🔬 Security Research

Immutable Bytes, Mutable Meaning

A PDF isn't one document — it's a rendering program over an object graph, and the parser, renderer, signature validator, or AI pipeline each decides what it says. This is the single entry point to one argument, built in layers and measured across 24,824 real PDFs in three separate corpora.

Document AI assumes semantic determinism. The PDF format never provided it.

Ground truth, retrieval correctness, reproducible evaluation, hallucination control — every one quietly assumes a document means the same thing to every reader. For PDFs that assumption is false, and now that machines do the reading it is a measurable failure, not a curiosity. You don't have to care about PDFs to care about that.

Immutable bytes do not guarantee immutable meaning.

Imagine an LLM trained on a document no human has ever seen. Nothing was hidden and nothing was hacked — the PDF simply held several valid machine-readable realities, the ingestion pipeline picked one, and enshrined it as ground truth. That is not a thought experiment; it is what the studies below measure.

PDF was engineered to guarantee one thing: visual fidelity — that a page looks the same on every screen and printer. It never promised semantic determinism — that every system reading the file extracts the same meaning from it. For thirty years that gap was invisible, because humans read the pixels and the assumption “one parser, one truth” was never tested.

Machines changed the stakes. RAG knowledge bases, LLM training corpora, compliance pipelines and legal-discovery systems now read the object graph, not the page — and the gap becomes a security and correctness problem: forms signed while their value and their appearance disagree, knowledge bases that silently enshrine the wrong reality, evidence that reads one way to a person and another to a tool. This program names that property, measures how often it occurs, and shows what it enables.

Why this surfaced now

The flaw isn't new — the readers are. For thirty years a human read the rendered page and the gap between pixel and payload never mattered. Now machines read the structure at scale, and a latent property of the format becomes an active security and correctness problem.

For thirty years we assumed a document had one meaning, because a human read the page. Now machines read the structure — and many PDFs never had a single meaning at all.

One file, as many documents as there are readers

The same bytes, the same hash, the same valid signature — handed to five systems that each return a different document. None is malfunctioning; the PDF format guarantees they'll agree on how the page looks, never on what it says.

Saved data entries
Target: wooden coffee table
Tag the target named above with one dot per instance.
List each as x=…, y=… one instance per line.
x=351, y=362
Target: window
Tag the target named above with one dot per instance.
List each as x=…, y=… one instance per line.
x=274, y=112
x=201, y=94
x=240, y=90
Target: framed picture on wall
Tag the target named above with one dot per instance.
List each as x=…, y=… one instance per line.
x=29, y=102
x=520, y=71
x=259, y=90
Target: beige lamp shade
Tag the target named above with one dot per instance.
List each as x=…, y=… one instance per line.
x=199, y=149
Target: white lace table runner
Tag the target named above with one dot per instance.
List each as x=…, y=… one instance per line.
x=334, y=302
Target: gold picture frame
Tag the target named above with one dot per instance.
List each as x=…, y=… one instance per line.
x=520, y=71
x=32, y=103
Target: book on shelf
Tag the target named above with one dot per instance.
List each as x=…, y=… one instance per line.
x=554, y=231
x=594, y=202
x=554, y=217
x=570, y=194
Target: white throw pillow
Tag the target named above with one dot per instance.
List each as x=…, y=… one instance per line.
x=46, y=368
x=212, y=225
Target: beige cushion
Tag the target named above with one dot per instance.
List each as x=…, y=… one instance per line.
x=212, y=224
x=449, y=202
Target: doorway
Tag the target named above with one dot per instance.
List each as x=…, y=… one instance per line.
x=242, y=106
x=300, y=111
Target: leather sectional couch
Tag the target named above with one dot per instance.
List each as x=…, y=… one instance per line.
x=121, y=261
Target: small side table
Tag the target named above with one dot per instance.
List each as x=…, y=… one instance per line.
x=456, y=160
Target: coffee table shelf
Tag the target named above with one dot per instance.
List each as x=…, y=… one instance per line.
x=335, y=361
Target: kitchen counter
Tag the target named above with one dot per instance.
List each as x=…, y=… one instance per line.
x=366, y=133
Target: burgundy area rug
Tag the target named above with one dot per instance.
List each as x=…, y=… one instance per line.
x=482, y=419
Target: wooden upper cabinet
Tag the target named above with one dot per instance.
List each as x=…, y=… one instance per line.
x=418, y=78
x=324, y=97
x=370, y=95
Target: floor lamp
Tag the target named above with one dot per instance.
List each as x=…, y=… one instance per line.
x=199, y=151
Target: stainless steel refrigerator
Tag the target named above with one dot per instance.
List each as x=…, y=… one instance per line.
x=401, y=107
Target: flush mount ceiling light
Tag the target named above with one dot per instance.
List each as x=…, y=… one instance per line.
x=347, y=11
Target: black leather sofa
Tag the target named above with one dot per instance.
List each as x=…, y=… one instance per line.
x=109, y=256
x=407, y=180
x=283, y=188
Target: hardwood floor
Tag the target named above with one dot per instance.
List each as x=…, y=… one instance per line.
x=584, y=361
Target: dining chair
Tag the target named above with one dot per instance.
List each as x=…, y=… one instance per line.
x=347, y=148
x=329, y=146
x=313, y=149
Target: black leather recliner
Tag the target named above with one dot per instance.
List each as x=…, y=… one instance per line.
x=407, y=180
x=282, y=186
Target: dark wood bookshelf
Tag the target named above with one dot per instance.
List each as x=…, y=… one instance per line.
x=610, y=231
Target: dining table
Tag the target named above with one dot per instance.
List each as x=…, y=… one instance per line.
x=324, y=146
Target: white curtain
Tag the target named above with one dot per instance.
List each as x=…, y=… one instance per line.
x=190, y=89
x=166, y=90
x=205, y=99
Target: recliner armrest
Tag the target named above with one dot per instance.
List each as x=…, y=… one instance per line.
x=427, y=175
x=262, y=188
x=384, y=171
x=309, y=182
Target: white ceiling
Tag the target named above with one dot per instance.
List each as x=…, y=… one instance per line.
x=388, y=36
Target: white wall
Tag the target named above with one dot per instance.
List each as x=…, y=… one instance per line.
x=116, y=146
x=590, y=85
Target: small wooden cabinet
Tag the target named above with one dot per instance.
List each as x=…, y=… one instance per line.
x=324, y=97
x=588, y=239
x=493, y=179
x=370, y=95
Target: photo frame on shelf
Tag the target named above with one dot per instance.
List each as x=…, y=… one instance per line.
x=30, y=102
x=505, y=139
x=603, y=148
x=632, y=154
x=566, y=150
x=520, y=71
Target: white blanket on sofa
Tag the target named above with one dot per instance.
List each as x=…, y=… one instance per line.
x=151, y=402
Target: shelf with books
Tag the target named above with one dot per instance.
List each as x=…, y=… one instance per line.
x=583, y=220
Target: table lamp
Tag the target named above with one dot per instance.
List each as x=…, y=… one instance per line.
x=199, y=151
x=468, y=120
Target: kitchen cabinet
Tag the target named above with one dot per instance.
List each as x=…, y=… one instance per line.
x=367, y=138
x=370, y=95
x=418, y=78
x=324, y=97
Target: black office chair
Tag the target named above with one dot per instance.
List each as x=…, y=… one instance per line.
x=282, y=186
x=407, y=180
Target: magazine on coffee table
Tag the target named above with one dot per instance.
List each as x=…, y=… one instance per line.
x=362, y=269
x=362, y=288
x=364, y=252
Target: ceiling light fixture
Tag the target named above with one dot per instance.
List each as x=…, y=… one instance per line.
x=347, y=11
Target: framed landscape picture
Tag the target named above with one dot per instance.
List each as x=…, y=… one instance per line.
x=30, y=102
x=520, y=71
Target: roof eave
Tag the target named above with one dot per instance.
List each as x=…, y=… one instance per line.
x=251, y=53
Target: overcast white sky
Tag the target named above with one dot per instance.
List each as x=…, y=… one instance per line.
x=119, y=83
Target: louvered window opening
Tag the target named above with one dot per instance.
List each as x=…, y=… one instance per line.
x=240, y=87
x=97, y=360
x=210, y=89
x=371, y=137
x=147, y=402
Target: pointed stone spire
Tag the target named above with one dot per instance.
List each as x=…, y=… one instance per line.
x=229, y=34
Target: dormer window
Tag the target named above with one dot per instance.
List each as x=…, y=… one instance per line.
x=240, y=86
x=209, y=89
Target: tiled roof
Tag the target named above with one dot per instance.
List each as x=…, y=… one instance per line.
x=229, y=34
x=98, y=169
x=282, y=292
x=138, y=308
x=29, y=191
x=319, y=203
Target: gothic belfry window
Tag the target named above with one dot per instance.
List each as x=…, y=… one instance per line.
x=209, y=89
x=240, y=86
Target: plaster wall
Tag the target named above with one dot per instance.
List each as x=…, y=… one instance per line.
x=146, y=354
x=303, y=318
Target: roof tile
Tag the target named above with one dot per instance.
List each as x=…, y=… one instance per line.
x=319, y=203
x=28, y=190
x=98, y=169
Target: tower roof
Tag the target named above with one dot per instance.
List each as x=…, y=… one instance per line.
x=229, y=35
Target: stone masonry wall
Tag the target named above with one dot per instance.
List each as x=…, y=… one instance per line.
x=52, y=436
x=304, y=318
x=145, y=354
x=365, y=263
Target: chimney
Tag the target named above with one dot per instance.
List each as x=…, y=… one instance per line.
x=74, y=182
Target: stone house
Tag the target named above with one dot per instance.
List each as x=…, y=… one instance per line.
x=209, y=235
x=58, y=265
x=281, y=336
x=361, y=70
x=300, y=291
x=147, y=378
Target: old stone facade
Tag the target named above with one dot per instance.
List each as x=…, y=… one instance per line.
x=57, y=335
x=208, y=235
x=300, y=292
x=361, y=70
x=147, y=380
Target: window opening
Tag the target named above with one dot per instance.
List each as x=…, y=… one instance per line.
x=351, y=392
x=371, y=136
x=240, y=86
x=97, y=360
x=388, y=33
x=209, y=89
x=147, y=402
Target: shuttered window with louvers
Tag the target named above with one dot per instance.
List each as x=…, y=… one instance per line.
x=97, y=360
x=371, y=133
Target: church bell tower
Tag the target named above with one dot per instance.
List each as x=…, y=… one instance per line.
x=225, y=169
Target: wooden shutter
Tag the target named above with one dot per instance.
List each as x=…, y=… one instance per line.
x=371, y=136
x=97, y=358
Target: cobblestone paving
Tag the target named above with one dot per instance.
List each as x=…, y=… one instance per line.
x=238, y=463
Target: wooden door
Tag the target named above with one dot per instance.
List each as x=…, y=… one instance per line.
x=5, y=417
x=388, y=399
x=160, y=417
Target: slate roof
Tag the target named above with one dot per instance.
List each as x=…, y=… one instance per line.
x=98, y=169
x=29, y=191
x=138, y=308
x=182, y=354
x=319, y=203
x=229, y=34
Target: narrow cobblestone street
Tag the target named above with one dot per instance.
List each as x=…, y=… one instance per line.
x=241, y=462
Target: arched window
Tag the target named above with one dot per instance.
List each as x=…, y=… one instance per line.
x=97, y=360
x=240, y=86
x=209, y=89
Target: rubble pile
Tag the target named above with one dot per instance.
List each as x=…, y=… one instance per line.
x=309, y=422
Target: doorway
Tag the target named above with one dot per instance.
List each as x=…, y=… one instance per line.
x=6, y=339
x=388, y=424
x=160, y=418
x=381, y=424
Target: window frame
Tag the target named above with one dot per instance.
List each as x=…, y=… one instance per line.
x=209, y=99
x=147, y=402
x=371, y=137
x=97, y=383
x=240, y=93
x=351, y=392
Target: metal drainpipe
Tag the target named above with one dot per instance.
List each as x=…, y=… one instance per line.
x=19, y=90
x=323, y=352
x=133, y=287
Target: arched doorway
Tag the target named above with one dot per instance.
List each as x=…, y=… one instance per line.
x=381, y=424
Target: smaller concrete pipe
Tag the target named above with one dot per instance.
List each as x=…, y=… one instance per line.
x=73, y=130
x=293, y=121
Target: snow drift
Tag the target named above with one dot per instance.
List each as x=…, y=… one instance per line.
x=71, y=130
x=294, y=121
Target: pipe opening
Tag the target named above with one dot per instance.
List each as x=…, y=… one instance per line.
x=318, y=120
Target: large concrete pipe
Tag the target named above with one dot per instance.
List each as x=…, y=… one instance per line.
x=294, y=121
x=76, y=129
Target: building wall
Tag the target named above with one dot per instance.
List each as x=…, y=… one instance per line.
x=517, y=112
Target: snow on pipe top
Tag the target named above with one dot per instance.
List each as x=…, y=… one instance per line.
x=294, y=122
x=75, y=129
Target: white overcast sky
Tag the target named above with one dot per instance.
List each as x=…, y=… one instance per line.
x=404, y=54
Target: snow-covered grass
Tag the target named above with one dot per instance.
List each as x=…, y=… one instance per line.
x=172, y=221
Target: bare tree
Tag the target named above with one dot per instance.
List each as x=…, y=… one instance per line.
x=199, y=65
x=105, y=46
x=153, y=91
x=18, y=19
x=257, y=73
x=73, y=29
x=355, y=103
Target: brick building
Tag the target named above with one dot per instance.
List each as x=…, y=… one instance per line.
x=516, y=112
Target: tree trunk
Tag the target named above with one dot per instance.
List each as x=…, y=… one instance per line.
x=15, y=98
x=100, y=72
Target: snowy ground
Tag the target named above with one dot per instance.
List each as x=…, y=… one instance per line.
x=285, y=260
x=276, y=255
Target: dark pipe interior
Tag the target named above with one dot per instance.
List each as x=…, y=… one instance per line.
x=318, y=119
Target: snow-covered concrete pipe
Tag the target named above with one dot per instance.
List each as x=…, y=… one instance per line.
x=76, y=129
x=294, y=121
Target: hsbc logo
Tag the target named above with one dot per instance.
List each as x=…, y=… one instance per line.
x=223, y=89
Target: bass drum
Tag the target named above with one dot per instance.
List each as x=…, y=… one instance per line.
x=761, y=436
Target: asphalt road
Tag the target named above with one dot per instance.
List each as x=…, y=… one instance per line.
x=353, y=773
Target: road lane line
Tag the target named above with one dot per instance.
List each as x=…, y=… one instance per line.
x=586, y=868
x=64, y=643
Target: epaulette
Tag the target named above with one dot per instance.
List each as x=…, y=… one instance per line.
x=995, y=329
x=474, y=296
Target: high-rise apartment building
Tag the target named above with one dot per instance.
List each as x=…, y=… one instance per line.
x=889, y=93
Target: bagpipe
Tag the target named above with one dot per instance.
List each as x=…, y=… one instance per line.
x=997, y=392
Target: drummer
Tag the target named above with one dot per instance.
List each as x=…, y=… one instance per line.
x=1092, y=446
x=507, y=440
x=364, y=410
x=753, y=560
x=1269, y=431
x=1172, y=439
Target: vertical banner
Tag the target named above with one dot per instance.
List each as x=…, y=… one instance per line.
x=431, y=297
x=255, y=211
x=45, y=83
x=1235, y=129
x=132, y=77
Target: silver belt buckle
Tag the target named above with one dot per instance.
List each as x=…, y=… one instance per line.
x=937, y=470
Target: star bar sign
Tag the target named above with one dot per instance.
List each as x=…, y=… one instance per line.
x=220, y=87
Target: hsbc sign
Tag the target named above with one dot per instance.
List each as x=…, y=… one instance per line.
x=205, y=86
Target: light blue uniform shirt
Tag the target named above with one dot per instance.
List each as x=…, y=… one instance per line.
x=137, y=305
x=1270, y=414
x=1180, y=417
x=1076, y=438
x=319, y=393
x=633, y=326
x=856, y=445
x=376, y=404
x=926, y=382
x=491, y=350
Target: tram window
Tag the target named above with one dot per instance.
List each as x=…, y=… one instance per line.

Exercise prompt
Continue the article on how a PDF's meaning depends on which system reads it, starting right after its last sentence.

Task response
See the gap in one file

The claim sounds abstract until you watch a single file say two things at once. None of the files below is corrupt. None trips a malware alert. Each is simply a different document depending on who — or what — is reading it.

Exhibit A The character that isn't the glyph

👁 What the page shows a human

9rendered on screen and in print

⌨ What text extraction returns

1copied, indexed, fed to the model

The font's ToUnicode map points the glyph drawn as 9 at the character 1. The page is honest to the eye and lying to the machine — and a digital signature over the bytes certifies both readings. Proven and diagrammed in The Illusion of Immutability.

Exhibit B The signed form that stores a different number

👁 Appearance stream (/AP) — what the signer saw

$1,000.00the rendered field on the page

⌨ Field value (/V) — stored & submitted

$9,000.00the value a backend actually reads

A single form field carries two independent representations. The certificate covers the file's bytes — including both — so the signature stays valid while the value disagrees with its own appearance. See PDF Forms as Executable Security Boundaries.

Exhibit C One 686-byte file, six parsers, no consensus

Parser	Pages	JavaScript	Encrypted	AcroForm
MuPDF	1	None	No	No
Poppler	1	Present	No	No
Ghostscript	1	None	—	—
qpdf	1	—	No	—
pdfminer	1	Present	No	No
pdf.js	1	Present	No	—

The same file hides a JavaScript action in the /Names/JavaScript tree. Three parsers surface it; the others don't surface it as shipped — and that is not a matter of parsers being wrong. Each answers a different question: Ghostscript rasterizes and never enumerates interactive actions; qpdf has no path to enumerate it; and MuPDF can (mutool show file.pdf js with MuJS compiled in), but the builds shipped in most security stacks, distros and DFIR kits don't compile it in, and default workflows run mutool info, which never lists it. The point isn't which engine is correct — it's that two security pipelines built on two engines see two different files. A malware scanner built on an engine that never surfaces the action waves the file through as clean; this is a detection-visibility gap, not a spec violation. Real scanner output, all eleven crafted files, in Parser Disagreement: Six Parsers, Eleven Divergences.

Same bytes. Same hash. A valid signature. Three different documents.

See it on your own file

Every exhibit above is what the engine sees on a real upload. Drop in a PDF and watch the three verdict axes — threat, deception, structural — resolve in seconds, with the parser-disagreement and reality-drift signals called out. Zero-retention: nothing is stored.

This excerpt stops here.